** Start of Text segment **
By ERIC SILVER
BETHLEHEM - Israel withdrew its armoured personnel carriers from Bethlehem the day before Christmas Eve and lifted a month-long curfew. Jesus' birthplace ceased to be a ghost town and sprang back to a semblance of life.
With neither Israeli soldiers nor Palestinian police anywhere to be seen, thousands of its Christian and Muslim residents thronged the markets while the going was good. The stalls were suddenly filled with fish and fowl, oranges, corn on the cob, salads and spices.
The trouble was that the West Bank city's 30,000 people had little to spend on them. Many had been unemployed since the intifada broke out two years ago. None had worked more than a couple of days since Israel imposed the curfew after a suicide bomber slipped out of Bethlehem and blew up a Jerusalem bus, killing 11 passengers.
** End of Text segment **
** Start of Stored records **
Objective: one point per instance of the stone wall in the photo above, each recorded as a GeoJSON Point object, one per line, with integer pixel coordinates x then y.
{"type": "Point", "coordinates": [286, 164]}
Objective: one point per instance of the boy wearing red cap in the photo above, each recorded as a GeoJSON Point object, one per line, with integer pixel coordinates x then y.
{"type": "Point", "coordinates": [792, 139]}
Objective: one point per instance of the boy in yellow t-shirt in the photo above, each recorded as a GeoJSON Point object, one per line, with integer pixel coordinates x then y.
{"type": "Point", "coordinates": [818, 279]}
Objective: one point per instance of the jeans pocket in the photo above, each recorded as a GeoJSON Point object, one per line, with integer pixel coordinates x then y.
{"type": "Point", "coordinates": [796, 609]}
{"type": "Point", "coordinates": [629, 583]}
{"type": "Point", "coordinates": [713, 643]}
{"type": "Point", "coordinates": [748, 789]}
** End of Stored records **
Written exercise: Please pick up the news report on the curfew lifted in Bethlehem and carry it on from its last sentence.

Right answer:
There may be relief, but there is little joy this Christmas. Jamal Toshia, a 62-year-old Catholic, carves Nativity scenes from olive wood and mother of pearl. "This is the worst Christmas in 50 years," he said. "When I had money, I used to buy meat for the holiday. We treated ourselves to fruit and nuts. Now I'm buying the cheapest things I can get, a few dried figs, one kilo of tomatoes."
At noon in the old city market, paved and spruced up three years ago for the millennium, a man was hawking plump live rabbits and quails for the pot. "Since 7 o'clock," he complained, "I've sold only two." A fishmonger said people were buying sardines, but nothing bigger.
Three quarters of Bethlehem's economy depends on the pilgrim trade. This year, as last, there are no pilgrims. In his gift shop behind the Church of the Nativity, Daoud Mansour quipped that the last time he'd seen a tourist was in 1999.
Midnight mass will be celebrated tonight, but Israel has barred Yasser Arafat from attending. Manger Square is bare of Christmas tree or decorations. "No one feels like partying," said Mayor Hanna Nasser.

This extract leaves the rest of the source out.